>> begin RECORDS FOR THIS TASK

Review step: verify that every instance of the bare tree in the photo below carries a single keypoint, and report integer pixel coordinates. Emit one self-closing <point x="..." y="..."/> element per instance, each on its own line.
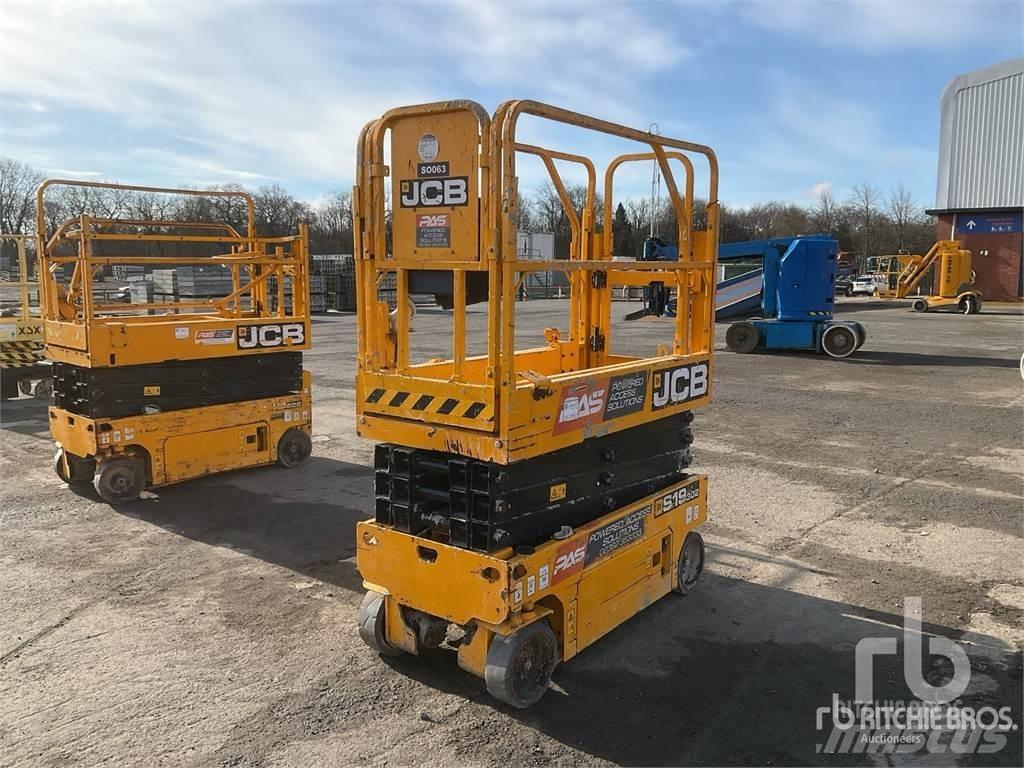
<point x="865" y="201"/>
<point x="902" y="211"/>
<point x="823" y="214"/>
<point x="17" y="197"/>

>> end RECORDS FOR THIS TASK
>> begin RECORDS FOR THIS TASK

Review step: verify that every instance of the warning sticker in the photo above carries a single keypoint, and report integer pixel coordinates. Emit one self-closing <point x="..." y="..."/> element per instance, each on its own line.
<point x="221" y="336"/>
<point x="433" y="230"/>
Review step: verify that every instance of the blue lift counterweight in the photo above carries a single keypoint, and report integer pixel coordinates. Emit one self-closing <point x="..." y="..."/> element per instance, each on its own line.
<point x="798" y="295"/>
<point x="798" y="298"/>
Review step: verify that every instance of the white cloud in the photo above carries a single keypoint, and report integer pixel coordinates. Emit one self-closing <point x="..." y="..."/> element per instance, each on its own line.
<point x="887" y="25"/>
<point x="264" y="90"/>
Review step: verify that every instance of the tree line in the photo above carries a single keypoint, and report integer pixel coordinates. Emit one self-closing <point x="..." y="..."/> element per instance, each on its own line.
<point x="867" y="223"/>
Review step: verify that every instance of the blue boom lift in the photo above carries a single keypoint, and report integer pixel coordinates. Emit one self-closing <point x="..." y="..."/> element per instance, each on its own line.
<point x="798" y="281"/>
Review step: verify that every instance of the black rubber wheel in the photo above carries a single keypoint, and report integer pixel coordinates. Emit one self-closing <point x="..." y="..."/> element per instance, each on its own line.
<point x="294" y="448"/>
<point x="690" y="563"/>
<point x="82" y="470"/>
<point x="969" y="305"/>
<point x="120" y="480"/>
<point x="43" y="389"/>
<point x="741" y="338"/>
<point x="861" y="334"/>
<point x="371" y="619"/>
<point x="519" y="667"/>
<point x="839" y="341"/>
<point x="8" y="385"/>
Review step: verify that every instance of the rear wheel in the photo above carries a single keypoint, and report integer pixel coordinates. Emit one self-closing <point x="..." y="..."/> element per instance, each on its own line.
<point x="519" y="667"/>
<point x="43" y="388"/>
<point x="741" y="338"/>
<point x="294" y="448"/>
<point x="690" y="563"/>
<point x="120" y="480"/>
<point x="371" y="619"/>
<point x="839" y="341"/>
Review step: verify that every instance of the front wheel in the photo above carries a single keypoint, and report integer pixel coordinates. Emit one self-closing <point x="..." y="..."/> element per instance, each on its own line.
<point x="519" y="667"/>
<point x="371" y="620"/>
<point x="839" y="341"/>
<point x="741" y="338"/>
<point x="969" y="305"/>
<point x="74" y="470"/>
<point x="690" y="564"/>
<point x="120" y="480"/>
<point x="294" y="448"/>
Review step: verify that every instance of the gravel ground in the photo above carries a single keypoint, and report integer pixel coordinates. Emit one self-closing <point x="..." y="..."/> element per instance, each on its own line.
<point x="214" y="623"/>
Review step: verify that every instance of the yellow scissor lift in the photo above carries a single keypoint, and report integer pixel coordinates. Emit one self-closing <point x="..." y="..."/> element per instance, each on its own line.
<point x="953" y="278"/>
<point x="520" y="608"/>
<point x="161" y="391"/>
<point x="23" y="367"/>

>> end RECORDS FOR THIS TASK
>> begin RECORDS FOR THIS TASK

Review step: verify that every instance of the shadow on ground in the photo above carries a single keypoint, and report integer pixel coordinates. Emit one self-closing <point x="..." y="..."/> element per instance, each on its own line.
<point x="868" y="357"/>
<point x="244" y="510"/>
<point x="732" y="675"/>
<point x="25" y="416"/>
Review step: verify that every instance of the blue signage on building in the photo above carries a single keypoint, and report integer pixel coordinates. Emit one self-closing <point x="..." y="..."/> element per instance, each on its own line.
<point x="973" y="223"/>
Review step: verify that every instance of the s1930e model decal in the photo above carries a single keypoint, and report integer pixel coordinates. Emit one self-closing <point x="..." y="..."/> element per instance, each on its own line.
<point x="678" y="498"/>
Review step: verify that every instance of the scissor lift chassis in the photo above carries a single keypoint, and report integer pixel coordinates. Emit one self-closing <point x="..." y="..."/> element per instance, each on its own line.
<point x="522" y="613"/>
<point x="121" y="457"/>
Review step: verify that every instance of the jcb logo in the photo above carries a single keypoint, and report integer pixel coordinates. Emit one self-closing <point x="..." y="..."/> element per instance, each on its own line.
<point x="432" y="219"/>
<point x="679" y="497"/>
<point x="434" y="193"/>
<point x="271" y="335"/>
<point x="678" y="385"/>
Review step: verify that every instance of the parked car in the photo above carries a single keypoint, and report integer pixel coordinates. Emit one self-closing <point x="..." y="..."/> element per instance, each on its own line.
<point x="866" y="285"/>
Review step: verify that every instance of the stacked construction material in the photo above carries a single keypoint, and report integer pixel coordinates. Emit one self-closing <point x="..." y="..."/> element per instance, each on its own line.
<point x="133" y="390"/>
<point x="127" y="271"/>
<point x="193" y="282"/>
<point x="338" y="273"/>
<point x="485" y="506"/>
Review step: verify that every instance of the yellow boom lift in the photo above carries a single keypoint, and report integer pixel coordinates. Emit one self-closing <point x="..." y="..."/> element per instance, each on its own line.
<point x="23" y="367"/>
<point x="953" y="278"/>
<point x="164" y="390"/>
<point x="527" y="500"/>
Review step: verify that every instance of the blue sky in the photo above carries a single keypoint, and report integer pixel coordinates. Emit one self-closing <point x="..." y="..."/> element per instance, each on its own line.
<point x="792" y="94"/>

>> end RECORDS FOR THIS TASK

WHAT YOU ARE ASKED TO DO →
Count the lines in the entries above that contain the word "below", and reply with that number alone.

OUTPUT OF THE EXERCISE →
1